• EXERCISE TASK 1
Say whether each statement below agrees with the forum thread about the workbench book. Answer yes or no, and quote the deciding words from the thread.
(a) Chris took the crochet off his first Roubo because the leg vise made it redundant.
(b) Dcase built a first bench from a Fine Woodworking plan.
(c) The repetition in the book comes from the benches' origins as magazine articles.

• DOCUMENT PASSAGE
# The Schwarz's New Workbench Book



## DerekL

Good review!

Even though the plans are, as you say, all available elsewhere - the pro's/con's and analysis section for each bench are by themselves worth the price of admission. You really should think of this as a companion volume to his first book, neither really stands alone. The first is all about theory and planning, this book put those theories into practice by showing how those theories apply to actual benches.

There are those who might say he should have put it all in one book, but there's no way he could have gone into the depth he does in one book.


----------



## MadBeaver

I have look at this book & Chris's view of Roubo bench work. I thank you for the review as now I am going to get this book. Yes, I need to build a "proper" bench which I hope to work with someone like Chris at his shop.


----------



## b2rtch

I read the previous book and I built a workbench and a saw bench. 
I incorporated many other ideas in my workbench.
Here are some pictures of the bench under construction:









































































pictures of ti:


----------



## Dcase

Thanks for review. I think I will get the book. I built my first bench about a year ago following a plan from Woodsmith. The bench serves me well but I decided I wanted another bench in the shop so I am working on it now. I am also doing most of the work all by hand so I am more interested in reading about that in this book.


----------



## NBeener

*Bert*:

GREAT job. Beautiful bench


----------



## FishMontana

Bert,

I like the bench. Do you find the crochet helpful? I know Chris used one on his first Roubo but not the second. I am a little curious why.


----------



## BikerDad

FM,

Chris didn't put a crochet on his second Roubo, and in fact removed it from the first one, because he found that the leg vise made it redundant.

I have this book, and his first Workbench book (which I've reviewed here on LJ), and I consider this one to be excellent, because of the analysis of various designs, and also because of the "after action reports" on the 8 benches in the book. I have to agree with Derek that, while either book is excellent on their own, together they are superb.

One downside to the book is there is a lot of repetition in the "build 'em" sections of the 8 benches. This is because of their origins as magazine articles, where how to cut the tenons or make the mortises or glue up the top is covered for each bench. Seriously, there's not 8 different ways of gluing up a top!


----------



## Yeorwned

I didn't realize there were two different books until now. I think I'll start with the first and see what I think after the fact.


----------

• DATA LINES
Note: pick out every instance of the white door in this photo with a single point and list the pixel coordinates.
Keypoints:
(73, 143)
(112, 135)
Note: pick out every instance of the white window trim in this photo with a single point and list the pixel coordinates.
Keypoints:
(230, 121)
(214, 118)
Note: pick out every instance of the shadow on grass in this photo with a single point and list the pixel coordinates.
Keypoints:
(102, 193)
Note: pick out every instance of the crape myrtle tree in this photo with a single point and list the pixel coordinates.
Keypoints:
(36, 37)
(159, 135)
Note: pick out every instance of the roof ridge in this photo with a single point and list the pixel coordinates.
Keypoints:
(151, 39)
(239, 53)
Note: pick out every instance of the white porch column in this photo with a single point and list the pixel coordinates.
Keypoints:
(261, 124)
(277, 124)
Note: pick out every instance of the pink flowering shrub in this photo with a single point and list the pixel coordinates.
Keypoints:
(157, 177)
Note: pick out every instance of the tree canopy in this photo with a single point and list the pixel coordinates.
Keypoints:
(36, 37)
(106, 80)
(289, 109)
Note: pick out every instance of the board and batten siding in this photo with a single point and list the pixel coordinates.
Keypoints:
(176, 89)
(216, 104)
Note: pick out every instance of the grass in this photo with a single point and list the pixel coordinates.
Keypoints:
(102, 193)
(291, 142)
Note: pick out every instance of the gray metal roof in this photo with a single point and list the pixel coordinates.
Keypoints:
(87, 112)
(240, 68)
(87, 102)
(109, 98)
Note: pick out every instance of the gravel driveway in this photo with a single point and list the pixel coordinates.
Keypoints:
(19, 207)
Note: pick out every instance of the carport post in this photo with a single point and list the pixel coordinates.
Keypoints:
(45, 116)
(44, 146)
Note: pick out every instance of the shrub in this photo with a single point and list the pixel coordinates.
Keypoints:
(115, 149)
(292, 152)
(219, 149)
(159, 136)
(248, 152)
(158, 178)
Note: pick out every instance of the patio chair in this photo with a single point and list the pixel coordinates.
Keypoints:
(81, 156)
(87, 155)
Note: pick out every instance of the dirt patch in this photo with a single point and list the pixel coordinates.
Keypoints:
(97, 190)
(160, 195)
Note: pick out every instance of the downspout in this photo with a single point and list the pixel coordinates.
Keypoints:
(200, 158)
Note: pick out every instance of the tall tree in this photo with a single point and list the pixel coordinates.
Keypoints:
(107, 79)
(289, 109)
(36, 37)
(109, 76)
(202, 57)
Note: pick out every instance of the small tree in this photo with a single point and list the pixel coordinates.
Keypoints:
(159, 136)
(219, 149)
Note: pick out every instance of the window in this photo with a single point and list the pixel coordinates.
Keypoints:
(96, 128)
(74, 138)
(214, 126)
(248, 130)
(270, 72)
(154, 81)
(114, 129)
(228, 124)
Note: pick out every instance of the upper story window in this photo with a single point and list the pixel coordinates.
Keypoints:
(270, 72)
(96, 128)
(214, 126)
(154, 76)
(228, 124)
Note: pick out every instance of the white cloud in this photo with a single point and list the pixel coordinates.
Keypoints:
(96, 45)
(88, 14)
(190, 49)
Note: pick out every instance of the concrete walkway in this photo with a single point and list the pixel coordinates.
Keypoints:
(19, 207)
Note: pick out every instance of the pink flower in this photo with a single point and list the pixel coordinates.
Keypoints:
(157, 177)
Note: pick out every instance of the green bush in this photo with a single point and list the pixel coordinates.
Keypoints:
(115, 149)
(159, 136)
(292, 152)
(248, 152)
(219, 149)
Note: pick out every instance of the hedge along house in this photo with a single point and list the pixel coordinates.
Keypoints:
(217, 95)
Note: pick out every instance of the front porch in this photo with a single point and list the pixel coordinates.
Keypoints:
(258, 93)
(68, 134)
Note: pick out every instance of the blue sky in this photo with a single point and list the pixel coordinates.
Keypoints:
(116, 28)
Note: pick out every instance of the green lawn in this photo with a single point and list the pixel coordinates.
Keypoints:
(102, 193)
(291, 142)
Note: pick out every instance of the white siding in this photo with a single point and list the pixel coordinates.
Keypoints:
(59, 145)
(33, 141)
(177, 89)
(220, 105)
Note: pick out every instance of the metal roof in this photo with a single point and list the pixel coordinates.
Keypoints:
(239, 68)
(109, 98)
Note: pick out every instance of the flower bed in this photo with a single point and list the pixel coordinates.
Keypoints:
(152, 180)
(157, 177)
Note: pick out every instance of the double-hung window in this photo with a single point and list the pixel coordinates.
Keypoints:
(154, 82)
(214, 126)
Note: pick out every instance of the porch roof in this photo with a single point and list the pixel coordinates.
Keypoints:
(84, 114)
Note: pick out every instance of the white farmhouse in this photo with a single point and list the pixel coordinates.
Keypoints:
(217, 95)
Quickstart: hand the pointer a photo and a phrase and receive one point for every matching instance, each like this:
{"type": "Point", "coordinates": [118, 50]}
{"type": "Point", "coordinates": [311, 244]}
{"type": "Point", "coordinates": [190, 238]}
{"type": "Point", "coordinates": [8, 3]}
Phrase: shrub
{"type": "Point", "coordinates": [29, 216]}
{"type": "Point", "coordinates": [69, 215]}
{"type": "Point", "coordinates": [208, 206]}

• EXERCISE TASK 2
Output as a numbered list the lines of the records, starting at the line that contains "Note: pick out every instance of the white farmhouse" and ending with the last line of the records. Leave out blank lines.

• COMPLETE ANSWER 1
(a) Yes: "removed it from the first one, because he found that the leg vise made it redundant."
(b) No: "I built my first bench about a year ago following a plan from Woodsmith."
(c) Yes: "This is because of their origins as magazine articles"

• COMPLETE ANSWER 2
1. Note: pick out every instance of the white farmhouse in this photo with a single point and list the pixel coordinates.
2. Keypoints:
3. (217, 95)
4. Quickstart: hand the pointer a photo and a phrase and receive one point for every matching instance, each like this:
5. {"type": "Point", "coordinates": [118, 50]}
6. {"type": "Point", "coordinates": [311, 244]}
7. {"type": "Point", "coordinates": [190, 238]}
8. {"type": "Point", "coordinates": [8, 3]}
9. Phrase: shrub
10. {"type": "Point", "coordinates": [29, 216]}
11. {"type": "Point", "coordinates": [69, 215]}
12. {"type": "Point", "coordinates": [208, 206]}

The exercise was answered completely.